> _Soal Latihan A_: Susun baris-baris pada data di bawah sebagai daftar JSON berisi string, satu string per baris, dengan melewatkan baris kosong. Ambil hanya bagian data yang diawali baris yang memuat "of the table" dan diakhiri baris yang memuat "x=110, y=202", kedua baris itu ikut dimasukkan.

> _Teks Bacaan_:

----------

Untuk mendapat gambaran utuh mengenai latar belakang penyampaian alasan berbeda dari empat hakim konstitusi, penting untuk terlebih dahulu memahami pendapat mayoritas dari majelis hakim.

Penalaran majelis hakim untuk sampai pada kesimpulan menolak permohonan, pada pokoknya, didasarkan pada tiga argumentasi, yaitu: (1) memahami hakikat peran ASN; (2) menegaskan kembali pendapatnya dalam Putusan sebelumnya (Putusan 70/PUU-XVII/2019, pen.); dan (3) menanggapi dalil pemohon bahwa norma yang diuji tidak melanggar konsep negara hukum maupun menyebabkan kerugian atas hak memperoleh perlindungan dan kepastian hukum, hak atas pekerjaan dan penghidupan yag layak serta hak untuk tidak diperlakukan secara diskriminatif.

Benang merah dari ketiga argumentasi tersebut adalah pandangan mayoritas majelis hakim yang ingin membangun pemahaman bahwa pengalihan status sebagai ASN tidak serta merta memberangus semangat pemberantasan korupsi. Majelis hakim melihat regulasi manajemen, proses dan mekanisme seleksi serta proses pendidikan dan pelatihan yang dijalankan bagi ASN saat ini sudah mumpuni untuk membangun integritas moral dan memperkuat profesionalisme sebagai abdi negara. Peralihan status pegawai KPK menjadi ASN yang profesional dan terjaga integritasnya seharusnya dilihat secara optimis bahwa ASN pun merupakan bagian dari kesatuan upaya untuk memberantas korupsi.

----------

> _Data yang Diberikan_:
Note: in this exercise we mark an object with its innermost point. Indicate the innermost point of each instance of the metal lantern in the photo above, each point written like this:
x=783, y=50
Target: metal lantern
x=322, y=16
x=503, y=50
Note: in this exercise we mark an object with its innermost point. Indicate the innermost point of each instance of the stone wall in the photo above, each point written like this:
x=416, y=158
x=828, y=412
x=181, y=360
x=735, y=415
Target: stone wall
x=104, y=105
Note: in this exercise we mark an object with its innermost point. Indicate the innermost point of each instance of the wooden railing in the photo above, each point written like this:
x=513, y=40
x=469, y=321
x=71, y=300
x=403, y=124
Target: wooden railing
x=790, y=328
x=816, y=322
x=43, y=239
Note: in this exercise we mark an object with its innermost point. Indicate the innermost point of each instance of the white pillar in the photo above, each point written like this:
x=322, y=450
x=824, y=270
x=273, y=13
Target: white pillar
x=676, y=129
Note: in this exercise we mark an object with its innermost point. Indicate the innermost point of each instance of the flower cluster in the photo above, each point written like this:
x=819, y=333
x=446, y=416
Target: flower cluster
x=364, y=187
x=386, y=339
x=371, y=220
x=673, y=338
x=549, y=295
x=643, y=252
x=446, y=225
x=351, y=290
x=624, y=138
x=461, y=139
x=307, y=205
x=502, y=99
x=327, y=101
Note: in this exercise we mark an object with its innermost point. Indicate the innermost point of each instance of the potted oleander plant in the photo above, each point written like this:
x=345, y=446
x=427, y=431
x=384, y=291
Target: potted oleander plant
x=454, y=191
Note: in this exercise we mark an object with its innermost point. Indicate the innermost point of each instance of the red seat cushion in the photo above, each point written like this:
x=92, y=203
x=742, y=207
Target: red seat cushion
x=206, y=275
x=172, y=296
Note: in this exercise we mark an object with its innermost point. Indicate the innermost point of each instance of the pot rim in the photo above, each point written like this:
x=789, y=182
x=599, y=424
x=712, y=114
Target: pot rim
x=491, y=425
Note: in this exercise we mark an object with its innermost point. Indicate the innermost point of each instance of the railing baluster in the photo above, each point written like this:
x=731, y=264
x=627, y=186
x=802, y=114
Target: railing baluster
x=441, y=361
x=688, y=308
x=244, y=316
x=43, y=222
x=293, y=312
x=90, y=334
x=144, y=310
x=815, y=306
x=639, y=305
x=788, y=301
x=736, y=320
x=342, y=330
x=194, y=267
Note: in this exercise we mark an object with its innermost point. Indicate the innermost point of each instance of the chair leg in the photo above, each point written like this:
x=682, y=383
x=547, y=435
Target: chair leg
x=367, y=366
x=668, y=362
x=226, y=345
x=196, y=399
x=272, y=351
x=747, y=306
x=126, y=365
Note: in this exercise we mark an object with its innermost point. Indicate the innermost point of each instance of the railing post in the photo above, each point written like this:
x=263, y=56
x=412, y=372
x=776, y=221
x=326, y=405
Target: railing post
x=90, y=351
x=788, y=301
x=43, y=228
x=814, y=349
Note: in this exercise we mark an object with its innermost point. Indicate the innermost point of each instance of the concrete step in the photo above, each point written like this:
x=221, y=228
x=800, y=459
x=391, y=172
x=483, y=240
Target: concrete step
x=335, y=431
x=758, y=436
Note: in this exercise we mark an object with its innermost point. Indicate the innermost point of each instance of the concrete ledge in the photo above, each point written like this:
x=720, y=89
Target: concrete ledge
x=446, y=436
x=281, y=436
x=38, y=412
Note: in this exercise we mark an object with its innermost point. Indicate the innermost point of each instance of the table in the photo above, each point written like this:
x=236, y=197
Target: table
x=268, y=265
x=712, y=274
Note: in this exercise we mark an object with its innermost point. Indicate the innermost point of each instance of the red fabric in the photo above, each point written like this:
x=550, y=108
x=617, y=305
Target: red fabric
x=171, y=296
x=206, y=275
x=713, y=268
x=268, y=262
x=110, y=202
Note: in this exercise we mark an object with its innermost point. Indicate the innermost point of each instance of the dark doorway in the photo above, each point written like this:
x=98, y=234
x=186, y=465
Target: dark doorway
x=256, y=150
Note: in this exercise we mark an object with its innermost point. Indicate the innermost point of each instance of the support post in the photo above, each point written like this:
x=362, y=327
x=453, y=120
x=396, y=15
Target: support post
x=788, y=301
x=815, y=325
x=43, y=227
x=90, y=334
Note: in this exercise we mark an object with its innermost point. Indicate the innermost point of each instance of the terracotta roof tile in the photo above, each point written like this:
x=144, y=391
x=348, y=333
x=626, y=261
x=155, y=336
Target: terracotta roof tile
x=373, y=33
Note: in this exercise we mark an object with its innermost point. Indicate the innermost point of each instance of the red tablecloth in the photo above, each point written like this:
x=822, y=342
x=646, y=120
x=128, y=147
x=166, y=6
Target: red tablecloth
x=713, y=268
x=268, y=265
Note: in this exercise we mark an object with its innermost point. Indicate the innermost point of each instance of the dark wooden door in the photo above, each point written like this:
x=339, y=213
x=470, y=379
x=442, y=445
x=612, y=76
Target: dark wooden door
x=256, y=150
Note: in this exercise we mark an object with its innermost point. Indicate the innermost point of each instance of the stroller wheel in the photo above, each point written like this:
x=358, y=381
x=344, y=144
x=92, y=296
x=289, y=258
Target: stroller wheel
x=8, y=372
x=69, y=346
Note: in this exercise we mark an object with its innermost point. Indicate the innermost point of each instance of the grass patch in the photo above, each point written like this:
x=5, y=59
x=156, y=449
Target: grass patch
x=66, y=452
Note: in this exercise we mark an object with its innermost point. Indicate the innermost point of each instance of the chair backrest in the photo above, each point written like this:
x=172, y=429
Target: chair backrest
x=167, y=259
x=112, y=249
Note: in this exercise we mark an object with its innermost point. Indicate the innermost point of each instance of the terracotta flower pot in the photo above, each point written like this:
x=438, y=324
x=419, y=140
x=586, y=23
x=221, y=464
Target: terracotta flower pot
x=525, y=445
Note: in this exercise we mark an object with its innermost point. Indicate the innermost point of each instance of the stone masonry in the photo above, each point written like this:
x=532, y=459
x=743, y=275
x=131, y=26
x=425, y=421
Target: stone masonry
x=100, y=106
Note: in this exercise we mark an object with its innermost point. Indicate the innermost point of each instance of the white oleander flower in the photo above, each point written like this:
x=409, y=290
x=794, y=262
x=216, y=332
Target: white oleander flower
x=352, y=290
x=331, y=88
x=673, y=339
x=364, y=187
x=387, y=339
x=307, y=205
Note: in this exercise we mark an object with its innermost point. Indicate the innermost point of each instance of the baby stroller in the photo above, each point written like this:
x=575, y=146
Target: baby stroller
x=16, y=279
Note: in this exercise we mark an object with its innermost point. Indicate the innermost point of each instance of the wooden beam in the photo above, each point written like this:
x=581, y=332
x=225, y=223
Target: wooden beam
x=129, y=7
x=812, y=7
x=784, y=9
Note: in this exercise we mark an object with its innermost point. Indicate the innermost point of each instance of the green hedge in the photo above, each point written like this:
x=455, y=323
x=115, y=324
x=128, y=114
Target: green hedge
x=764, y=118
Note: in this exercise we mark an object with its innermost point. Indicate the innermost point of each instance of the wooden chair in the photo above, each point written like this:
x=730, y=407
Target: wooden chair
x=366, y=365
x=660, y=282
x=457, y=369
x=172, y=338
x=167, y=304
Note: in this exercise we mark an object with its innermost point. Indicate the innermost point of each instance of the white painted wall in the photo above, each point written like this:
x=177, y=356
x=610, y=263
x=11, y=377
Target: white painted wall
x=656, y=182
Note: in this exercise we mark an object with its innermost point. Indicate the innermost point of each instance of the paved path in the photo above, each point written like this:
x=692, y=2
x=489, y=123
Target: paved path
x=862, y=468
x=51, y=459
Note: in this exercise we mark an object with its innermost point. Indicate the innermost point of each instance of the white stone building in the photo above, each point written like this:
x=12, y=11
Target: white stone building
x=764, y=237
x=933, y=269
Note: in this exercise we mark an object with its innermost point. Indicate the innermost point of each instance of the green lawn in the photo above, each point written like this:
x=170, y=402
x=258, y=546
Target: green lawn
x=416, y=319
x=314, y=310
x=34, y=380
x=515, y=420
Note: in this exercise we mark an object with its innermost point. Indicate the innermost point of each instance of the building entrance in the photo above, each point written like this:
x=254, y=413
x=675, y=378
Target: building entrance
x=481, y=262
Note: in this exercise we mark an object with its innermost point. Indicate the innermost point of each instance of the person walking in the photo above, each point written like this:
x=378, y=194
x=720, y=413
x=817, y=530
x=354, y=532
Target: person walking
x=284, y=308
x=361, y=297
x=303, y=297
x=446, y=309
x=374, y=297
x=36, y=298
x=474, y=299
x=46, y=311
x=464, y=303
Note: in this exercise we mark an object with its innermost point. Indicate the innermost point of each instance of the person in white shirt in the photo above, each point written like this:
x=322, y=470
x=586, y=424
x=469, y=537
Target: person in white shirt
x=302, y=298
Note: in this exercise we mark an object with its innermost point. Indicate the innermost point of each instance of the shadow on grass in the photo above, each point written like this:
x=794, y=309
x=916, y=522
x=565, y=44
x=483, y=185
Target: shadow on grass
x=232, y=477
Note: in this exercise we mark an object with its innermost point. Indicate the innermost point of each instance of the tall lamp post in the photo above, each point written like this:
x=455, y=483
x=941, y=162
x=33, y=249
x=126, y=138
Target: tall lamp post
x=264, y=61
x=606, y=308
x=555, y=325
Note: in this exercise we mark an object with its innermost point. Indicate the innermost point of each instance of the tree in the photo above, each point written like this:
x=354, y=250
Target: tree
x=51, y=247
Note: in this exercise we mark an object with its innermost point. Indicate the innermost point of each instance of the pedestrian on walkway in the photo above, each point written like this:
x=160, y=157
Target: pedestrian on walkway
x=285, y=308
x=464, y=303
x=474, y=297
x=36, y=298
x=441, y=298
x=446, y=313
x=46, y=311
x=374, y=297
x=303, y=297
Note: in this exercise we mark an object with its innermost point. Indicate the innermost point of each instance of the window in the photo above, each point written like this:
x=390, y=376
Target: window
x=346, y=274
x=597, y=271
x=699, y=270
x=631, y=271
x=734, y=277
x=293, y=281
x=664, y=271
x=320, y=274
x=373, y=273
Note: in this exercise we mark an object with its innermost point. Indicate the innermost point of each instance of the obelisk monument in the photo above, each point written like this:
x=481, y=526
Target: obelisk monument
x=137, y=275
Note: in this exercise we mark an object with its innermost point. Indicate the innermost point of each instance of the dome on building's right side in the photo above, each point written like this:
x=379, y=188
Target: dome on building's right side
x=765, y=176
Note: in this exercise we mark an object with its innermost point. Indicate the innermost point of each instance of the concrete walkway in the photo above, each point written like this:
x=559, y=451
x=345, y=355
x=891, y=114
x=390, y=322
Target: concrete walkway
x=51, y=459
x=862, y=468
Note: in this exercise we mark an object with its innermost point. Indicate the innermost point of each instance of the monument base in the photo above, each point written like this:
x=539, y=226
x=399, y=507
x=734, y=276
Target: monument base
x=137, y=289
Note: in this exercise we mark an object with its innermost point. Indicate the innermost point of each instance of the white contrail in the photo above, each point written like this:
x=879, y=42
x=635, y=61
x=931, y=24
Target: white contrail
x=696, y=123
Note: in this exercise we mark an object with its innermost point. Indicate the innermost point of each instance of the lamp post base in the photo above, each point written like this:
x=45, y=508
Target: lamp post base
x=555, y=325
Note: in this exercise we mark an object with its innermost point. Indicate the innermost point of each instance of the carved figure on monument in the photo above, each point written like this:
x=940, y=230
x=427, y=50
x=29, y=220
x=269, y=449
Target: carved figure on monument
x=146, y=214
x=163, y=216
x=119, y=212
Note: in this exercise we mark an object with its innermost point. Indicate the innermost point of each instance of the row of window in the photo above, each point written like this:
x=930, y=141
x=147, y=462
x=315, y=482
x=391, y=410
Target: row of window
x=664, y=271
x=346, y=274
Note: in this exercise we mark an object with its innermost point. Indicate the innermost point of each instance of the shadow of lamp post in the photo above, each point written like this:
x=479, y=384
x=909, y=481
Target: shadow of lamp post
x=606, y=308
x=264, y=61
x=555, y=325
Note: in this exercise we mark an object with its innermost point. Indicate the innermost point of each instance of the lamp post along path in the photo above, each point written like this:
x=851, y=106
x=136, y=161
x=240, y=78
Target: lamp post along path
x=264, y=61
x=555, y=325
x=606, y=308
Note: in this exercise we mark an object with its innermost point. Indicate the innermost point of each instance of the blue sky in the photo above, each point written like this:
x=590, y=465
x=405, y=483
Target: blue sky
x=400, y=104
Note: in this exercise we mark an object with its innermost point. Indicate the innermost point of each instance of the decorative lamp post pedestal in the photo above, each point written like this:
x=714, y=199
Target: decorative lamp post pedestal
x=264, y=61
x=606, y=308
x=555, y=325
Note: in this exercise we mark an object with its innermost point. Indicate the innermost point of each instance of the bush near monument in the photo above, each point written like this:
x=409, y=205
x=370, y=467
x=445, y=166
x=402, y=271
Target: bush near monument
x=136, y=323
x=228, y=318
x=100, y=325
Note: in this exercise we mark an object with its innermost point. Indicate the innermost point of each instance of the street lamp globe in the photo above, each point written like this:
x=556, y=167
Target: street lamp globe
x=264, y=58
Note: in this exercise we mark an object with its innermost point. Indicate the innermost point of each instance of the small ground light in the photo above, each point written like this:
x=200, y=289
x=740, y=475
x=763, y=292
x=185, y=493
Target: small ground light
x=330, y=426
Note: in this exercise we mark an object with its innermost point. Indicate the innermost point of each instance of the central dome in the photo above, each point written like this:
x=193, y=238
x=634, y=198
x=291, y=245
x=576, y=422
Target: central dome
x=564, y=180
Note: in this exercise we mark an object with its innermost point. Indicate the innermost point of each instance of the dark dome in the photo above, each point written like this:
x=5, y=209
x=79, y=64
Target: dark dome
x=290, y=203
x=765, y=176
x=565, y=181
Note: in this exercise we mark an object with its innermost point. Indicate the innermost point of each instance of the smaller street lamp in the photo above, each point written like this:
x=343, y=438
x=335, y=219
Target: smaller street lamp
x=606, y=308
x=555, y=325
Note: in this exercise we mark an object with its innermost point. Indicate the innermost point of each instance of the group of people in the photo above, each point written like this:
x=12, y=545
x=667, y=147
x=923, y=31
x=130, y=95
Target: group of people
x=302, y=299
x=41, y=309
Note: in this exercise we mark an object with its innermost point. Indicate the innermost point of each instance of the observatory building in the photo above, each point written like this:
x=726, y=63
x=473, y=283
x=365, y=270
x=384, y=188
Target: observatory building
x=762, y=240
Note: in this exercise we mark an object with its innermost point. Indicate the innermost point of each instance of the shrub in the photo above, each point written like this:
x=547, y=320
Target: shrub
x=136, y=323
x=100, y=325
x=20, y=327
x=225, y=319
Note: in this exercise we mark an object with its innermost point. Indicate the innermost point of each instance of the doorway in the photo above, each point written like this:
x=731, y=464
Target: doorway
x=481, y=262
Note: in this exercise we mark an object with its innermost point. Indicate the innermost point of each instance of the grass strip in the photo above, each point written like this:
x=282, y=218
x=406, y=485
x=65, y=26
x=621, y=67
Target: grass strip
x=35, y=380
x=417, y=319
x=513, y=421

----------

> _Soal Latihan B_: Menurut teks bacaan, berapa hakim konstitusi yang menyampaikan alasan berbeda?

> _Jawaban Akhir A_:
[
  "Note: in this exercise we mark an object with its innermost point. Indicate the innermost point of each instance of the table in the photo above, each point written like this:",
  "x=236, y=197",
  "Target: table",
  "x=268, y=265",
  "x=712, y=274",
  "Note: in this exercise we mark an object with its innermost point. Indicate the innermost point of each instance of the red fabric in the photo above, each point written like this:",
  "x=550, y=108",
  "x=617, y=305",
  "Target: red fabric",
  "x=171, y=296",
  "x=206, y=275",
  "x=713, y=268",
  "x=268, y=262",
  "x=110, y=202"
]

> _Jawaban Akhir B_: Empat hakim konstitusi.